INPUT DATA:
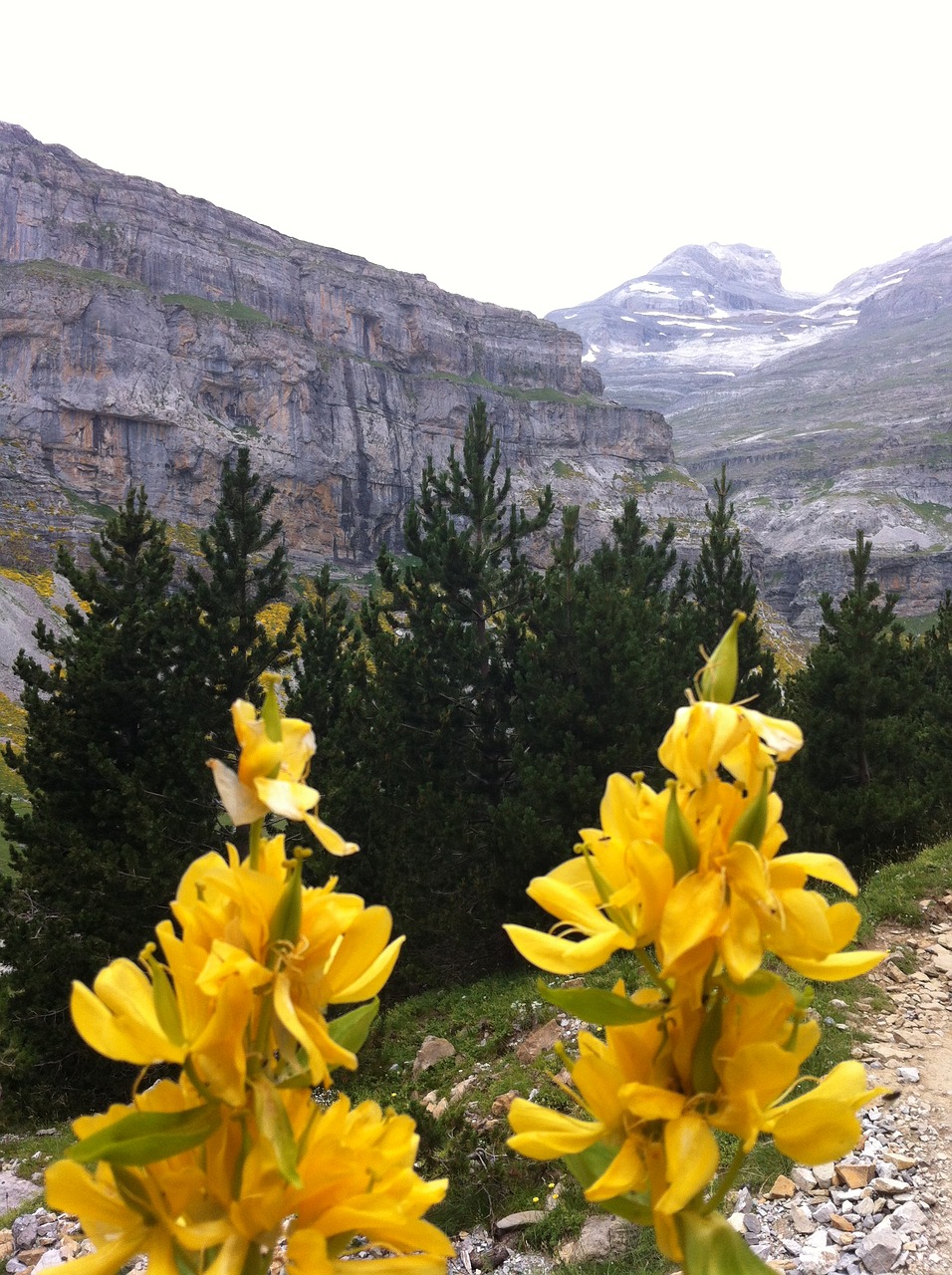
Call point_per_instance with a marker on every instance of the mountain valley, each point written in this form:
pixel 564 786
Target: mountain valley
pixel 830 412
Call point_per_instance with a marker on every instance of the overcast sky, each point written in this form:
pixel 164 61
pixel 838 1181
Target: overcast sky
pixel 528 151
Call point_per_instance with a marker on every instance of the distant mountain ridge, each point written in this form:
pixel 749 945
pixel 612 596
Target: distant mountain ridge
pixel 832 412
pixel 144 336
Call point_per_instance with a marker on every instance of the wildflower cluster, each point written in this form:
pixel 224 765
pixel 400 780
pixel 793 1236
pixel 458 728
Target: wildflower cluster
pixel 691 882
pixel 205 1171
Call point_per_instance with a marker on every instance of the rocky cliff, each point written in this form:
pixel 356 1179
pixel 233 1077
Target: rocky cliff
pixel 145 336
pixel 830 412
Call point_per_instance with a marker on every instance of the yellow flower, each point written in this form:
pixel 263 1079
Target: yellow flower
pixel 821 1125
pixel 360 1191
pixel 611 893
pixel 276 755
pixel 656 1144
pixel 232 964
pixel 159 1210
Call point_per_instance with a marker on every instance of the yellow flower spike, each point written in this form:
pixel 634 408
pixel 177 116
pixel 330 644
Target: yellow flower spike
pixel 691 1160
pixel 274 757
pixel 119 1016
pixel 718 679
pixel 823 1125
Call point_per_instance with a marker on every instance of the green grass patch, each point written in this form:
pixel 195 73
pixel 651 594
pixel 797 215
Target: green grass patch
pixel 30 1152
pixel 233 310
pixel 532 394
pixel 892 892
pixel 59 271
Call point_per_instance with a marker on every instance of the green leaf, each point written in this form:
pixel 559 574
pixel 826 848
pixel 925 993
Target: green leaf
pixel 273 1123
pixel 757 984
pixel 352 1029
pixel 595 1005
pixel 713 1247
pixel 704 1076
pixel 588 1166
pixel 753 823
pixel 142 1138
pixel 679 845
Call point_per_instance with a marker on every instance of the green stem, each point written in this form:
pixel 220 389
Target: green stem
pixel 254 841
pixel 727 1180
pixel 650 969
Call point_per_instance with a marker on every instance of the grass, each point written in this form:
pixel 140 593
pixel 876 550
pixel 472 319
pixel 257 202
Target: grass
pixel 26 1154
pixel 59 271
pixel 235 310
pixel 487 1020
pixel 892 892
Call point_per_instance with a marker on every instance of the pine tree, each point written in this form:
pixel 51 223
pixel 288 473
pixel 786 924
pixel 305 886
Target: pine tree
pixel 721 584
pixel 861 786
pixel 227 644
pixel 329 688
pixel 442 633
pixel 613 646
pixel 113 821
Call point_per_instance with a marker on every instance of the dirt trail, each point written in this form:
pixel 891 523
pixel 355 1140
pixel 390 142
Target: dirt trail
pixel 915 1032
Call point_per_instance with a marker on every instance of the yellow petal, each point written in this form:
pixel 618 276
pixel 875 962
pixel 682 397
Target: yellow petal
pixel 119 1018
pixel 824 868
pixel 286 798
pixel 238 800
pixel 560 955
pixel 649 1102
pixel 695 911
pixel 836 968
pixel 691 1155
pixel 546 1135
pixel 623 1174
pixel 742 946
pixel 332 842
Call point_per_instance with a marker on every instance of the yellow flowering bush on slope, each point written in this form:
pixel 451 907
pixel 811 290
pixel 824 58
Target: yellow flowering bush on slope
pixel 204 1173
pixel 691 880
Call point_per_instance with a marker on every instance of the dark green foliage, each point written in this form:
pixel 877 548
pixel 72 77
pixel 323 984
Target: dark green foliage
pixel 113 821
pixel 435 751
pixel 332 690
pixel 864 784
pixel 227 646
pixel 610 651
pixel 721 584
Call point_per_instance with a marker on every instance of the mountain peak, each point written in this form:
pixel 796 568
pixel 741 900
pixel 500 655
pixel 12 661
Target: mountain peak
pixel 721 263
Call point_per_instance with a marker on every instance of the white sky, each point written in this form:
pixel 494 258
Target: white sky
pixel 527 151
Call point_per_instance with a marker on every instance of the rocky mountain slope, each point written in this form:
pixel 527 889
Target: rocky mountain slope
pixel 830 412
pixel 144 336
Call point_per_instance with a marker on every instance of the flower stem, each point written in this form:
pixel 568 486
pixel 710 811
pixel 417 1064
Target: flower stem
pixel 254 841
pixel 727 1180
pixel 650 969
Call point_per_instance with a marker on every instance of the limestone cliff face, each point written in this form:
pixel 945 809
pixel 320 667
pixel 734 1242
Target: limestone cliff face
pixel 145 336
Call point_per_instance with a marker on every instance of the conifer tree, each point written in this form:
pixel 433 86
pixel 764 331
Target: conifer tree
pixel 861 786
pixel 721 584
pixel 442 633
pixel 613 645
pixel 227 644
pixel 111 823
pixel 329 688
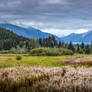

OBJECTIVE: Put every line of the data above into a numbered list, skipping blank lines and leaving out the pictures.

REPLY:
1. Call point_per_instance with a marker on every instance of the mountain valley, each point written in this form:
2. pixel 564 786
3. Target: mountain valley
4. pixel 830 412
5. Call point_per_instance with a marker on every instance of the overcast sky, each point written in this form:
6. pixel 164 61
7. pixel 838 1181
8. Target: overcast sky
9. pixel 528 151
10. Call point_per_instance with a marker on every instance of the distant mountain ridge, each point written in this form:
11. pixel 749 945
12. pixel 612 596
13. Target: distant mountain ridge
14. pixel 832 412
15. pixel 144 336
16. Call point_per_instance with a marker on every instance of the wildflower cluster, each point written in this form:
17. pixel 224 765
18. pixel 400 780
19. pixel 793 1236
20. pixel 458 728
21. Target: wildflower cluster
22. pixel 691 882
23. pixel 205 1171
24. Call point_per_instance with a marker on every instance of the rocky cliff, each point written in this form:
25. pixel 356 1179
26. pixel 233 1077
27. Target: rocky cliff
28. pixel 145 336
29. pixel 830 412
30. Call point_per_instance with a marker on every instance of the yellow flower, each point written in this form:
31. pixel 263 1079
32. Target: yellow flower
33. pixel 821 1125
34. pixel 360 1191
35. pixel 611 893
36. pixel 276 755
37. pixel 656 1144
38. pixel 232 964
39. pixel 159 1210
40. Call point_per_instance with a marker on every instance of the yellow flower spike, each point written in this form:
41. pixel 634 408
42. pixel 177 116
43. pixel 330 644
44. Target: yellow flower spike
45. pixel 691 1160
46. pixel 274 757
47. pixel 119 1016
48. pixel 718 679
49. pixel 823 1125
50. Call point_per_instance with a marker on every instance of the green grass patch, each point written in this form:
51. pixel 195 73
52. pixel 651 594
53. pixel 797 215
54. Target: green grass patch
55. pixel 30 1152
56. pixel 233 310
57. pixel 532 394
58. pixel 892 892
59. pixel 59 271
60. Call point_per_instance with a marker on every instance of the green leaf, each point written in this form:
61. pixel 559 574
62. pixel 826 848
63. pixel 925 993
64. Target: green leaf
65. pixel 273 1123
66. pixel 757 984
67. pixel 352 1029
68. pixel 595 1005
69. pixel 713 1247
70. pixel 704 1076
71. pixel 588 1166
72. pixel 753 823
73. pixel 142 1138
74. pixel 679 845
75. Call point_per_instance with a marker on every instance of the green stem, each point written in this form:
76. pixel 220 389
77. Target: green stem
78. pixel 254 841
79. pixel 727 1180
80. pixel 650 969
81. Call point_per_instance with a marker on every instance of the grass, each point written in this form:
82. pixel 140 593
83. pixel 876 550
84. pixel 472 319
85. pixel 257 202
86. Target: grass
87. pixel 26 1154
88. pixel 59 271
89. pixel 235 310
90. pixel 487 1020
91. pixel 892 892
92. Call point_per_instance with a marker on every instance of the pine tree, each point written in this form:
93. pixel 51 223
94. pixel 288 473
95. pixel 786 924
96. pixel 305 886
97. Target: pine tree
98. pixel 721 584
99. pixel 861 786
100. pixel 227 644
101. pixel 329 688
102. pixel 442 633
103. pixel 613 646
104. pixel 113 821
105. Call point_per_instance with a marker on every instance of the dirt trail, each point written in this form:
106. pixel 891 523
107. pixel 355 1140
108. pixel 390 142
109. Target: dirt trail
110. pixel 915 1032
111. Call point_per_instance with a marker on every instance of the yellow petal, each point written in this form:
112. pixel 618 276
113. pixel 875 962
114. pixel 682 397
115. Target: yellow petal
116. pixel 119 1018
117. pixel 824 868
118. pixel 286 798
119. pixel 238 800
120. pixel 560 955
121. pixel 649 1102
122. pixel 695 911
123. pixel 836 968
124. pixel 691 1155
125. pixel 546 1135
126. pixel 623 1174
127. pixel 742 946
128. pixel 332 842
129. Call point_per_instance with a marker on every instance of the yellow flowering bush on slope, each point written in this form:
130. pixel 451 907
131. pixel 811 290
132. pixel 824 58
133. Target: yellow flowering bush on slope
134. pixel 204 1173
135. pixel 691 880
136. Call point_per_instance with a marker on every instance of the dark green foliage, each point written in this form:
137. pixel 877 548
138. pixel 72 77
139. pixel 323 984
140. Target: dark green foliage
141. pixel 113 821
142. pixel 435 751
143. pixel 332 690
144. pixel 864 784
145. pixel 227 646
146. pixel 610 651
147. pixel 721 584
148. Call point_per_instance with a marker on every instance of the mountain peak, each point written in this form:
149. pixel 796 568
150. pixel 741 900
151. pixel 500 655
152. pixel 12 661
153. Target: mountain peak
154. pixel 721 263
155. Call point_per_instance with a marker on every instance of the white sky, each point written in this form:
156. pixel 494 258
157. Target: white sky
158. pixel 527 151
159. Call point_per_instance with a marker on every instance of the rocky mountain slope, each point written in this form:
160. pixel 527 889
161. Target: rocky mountain slope
162. pixel 830 412
163. pixel 144 336
164. Call point_per_instance with a marker on every instance of the flower stem, each point written in this form:
165. pixel 568 486
166. pixel 710 811
167. pixel 417 1064
168. Target: flower stem
169. pixel 254 841
170. pixel 727 1180
171. pixel 650 969
172. Call point_per_instance with a marker on every instance of the limestone cliff face, each point written in this form:
173. pixel 945 809
174. pixel 320 667
175. pixel 734 1242
176. Target: limestone cliff face
177. pixel 145 336
178. Call point_per_instance with a marker on every instance of the conifer tree, each point written in this form:
179. pixel 433 86
180. pixel 764 331
181. Target: conifer tree
182. pixel 861 786
183. pixel 721 584
184. pixel 442 633
185. pixel 613 645
186. pixel 227 644
187. pixel 111 823
188. pixel 329 688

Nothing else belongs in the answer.